* [SOURCE EXTRACT]
Stick to healthy carbohydrates as much as possible such as quinoa, whole grains, vegetables (such as sweet potato), fruits (especially berries), beans, legumes, nuts, and seeds. Try to avoid simple carbohydrates, often found in refined and processed foods like breakfast cereals, white bread, pastries (such as cakes, cupcakes, muffins), candy, sweet drinks (including fruit juices), sugars, and syrups.
Key #7: Eat Healthy Protein
Neurotransmitters are small bundles of protein that work in the brain to carry signals from one nerve to another. This creates thoughts, memories, and basically controls the way the brain functions. Tyrosine is an amino acid that is an essential precursor (a building block) to neurotransmitters epinephrine, norepinephrine, and dopamine, which have stimulatory effects on the body and brain. Basically they wake you up and help you concentrate. Higher levels of tyrosine help you feel good, they improve your mood, and can also improve concentration and mental performance. Sources of tyrosine include protein-rich foods such as meat, poultry, seafood, beans, tofu, and lentils.

* [TASK SET]
1. Answer these questions from the nutrition text:
(a) Which fruits does it single out among healthy carbohydrates?
(b) What is the heading of Key #7?
(c) Tyrosine is a precursor to which three neurotransmitters?
2. Reproduce everything in the nutrition text from "Stick to healthy" down to "sugars, and syrups.", word for word.

* [DATASET CONTENT]
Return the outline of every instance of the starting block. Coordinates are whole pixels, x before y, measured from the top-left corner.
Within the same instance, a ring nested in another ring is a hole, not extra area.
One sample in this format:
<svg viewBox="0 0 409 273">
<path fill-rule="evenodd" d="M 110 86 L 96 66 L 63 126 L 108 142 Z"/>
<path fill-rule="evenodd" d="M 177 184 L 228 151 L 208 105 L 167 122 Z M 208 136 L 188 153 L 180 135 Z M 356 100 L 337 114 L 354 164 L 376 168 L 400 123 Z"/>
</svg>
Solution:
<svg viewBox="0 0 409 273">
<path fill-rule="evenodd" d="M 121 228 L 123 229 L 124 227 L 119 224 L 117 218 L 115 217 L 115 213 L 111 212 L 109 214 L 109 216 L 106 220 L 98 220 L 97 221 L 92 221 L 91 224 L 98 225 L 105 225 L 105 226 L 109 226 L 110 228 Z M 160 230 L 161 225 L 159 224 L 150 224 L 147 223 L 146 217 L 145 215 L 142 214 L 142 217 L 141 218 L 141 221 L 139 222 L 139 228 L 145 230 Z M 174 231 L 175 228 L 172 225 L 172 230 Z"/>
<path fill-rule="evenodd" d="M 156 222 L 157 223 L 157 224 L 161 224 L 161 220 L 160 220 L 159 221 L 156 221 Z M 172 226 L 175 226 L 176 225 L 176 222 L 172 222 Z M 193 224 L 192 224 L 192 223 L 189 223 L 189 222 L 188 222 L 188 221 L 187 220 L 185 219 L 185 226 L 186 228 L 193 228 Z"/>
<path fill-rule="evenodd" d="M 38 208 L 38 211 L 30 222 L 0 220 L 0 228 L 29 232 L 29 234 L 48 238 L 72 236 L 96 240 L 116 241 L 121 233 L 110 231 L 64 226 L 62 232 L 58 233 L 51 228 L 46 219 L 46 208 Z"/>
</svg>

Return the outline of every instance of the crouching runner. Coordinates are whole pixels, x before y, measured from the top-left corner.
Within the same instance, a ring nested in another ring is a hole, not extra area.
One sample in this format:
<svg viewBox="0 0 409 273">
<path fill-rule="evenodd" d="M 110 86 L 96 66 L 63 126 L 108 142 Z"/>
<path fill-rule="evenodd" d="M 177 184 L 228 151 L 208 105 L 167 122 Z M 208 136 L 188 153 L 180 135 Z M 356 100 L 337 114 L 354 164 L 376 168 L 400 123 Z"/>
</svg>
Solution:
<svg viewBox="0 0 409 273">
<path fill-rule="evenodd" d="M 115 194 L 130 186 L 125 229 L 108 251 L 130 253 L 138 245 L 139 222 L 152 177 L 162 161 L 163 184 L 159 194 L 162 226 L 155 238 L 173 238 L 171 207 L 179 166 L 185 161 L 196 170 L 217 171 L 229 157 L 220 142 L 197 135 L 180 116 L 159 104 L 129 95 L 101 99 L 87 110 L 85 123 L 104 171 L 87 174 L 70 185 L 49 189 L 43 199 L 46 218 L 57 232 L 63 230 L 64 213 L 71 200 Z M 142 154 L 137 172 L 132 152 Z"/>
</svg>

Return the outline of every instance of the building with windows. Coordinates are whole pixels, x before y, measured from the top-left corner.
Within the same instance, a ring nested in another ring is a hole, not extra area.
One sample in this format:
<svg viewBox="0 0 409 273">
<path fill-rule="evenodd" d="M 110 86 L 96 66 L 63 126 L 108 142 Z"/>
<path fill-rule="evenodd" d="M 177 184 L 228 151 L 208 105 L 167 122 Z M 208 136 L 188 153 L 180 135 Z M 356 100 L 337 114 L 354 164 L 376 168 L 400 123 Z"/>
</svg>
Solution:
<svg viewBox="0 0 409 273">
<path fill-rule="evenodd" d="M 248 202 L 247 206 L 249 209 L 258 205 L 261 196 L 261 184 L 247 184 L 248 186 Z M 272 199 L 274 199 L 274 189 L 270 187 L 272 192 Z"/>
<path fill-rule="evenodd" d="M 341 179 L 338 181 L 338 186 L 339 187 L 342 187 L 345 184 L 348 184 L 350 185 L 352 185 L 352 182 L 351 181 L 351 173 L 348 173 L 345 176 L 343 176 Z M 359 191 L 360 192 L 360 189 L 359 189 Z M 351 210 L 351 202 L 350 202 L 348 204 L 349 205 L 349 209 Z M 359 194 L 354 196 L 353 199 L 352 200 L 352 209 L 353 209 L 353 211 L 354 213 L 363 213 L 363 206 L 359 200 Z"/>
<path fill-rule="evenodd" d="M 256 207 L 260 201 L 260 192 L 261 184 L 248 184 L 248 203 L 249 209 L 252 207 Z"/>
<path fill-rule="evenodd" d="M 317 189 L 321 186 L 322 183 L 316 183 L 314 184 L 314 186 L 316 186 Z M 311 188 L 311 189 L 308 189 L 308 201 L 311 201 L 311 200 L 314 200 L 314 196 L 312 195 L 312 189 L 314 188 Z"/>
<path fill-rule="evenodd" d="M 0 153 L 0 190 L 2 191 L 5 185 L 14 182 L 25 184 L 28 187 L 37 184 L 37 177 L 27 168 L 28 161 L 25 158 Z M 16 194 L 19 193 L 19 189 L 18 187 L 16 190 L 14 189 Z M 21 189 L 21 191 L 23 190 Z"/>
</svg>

* [RESULTS FOR THE EXERCISE]
1.
(a) Berries
(b) Eat Healthy Protein
(c) Epinephrine, norepinephrine, and dopamine

2.
Stick to healthy carbohydrates as much as possible such as quinoa, whole grains, vegetables (such as sweet potato), fruits (especially berries), beans, legumes, nuts, and seeds. Try to avoid simple carbohydrates, often found in refined and processed foods like breakfast cereals, white bread, pastries (such as cakes, cupcakes, muffins), candy, sweet drinks (including fruit juices), sugars, and syrups.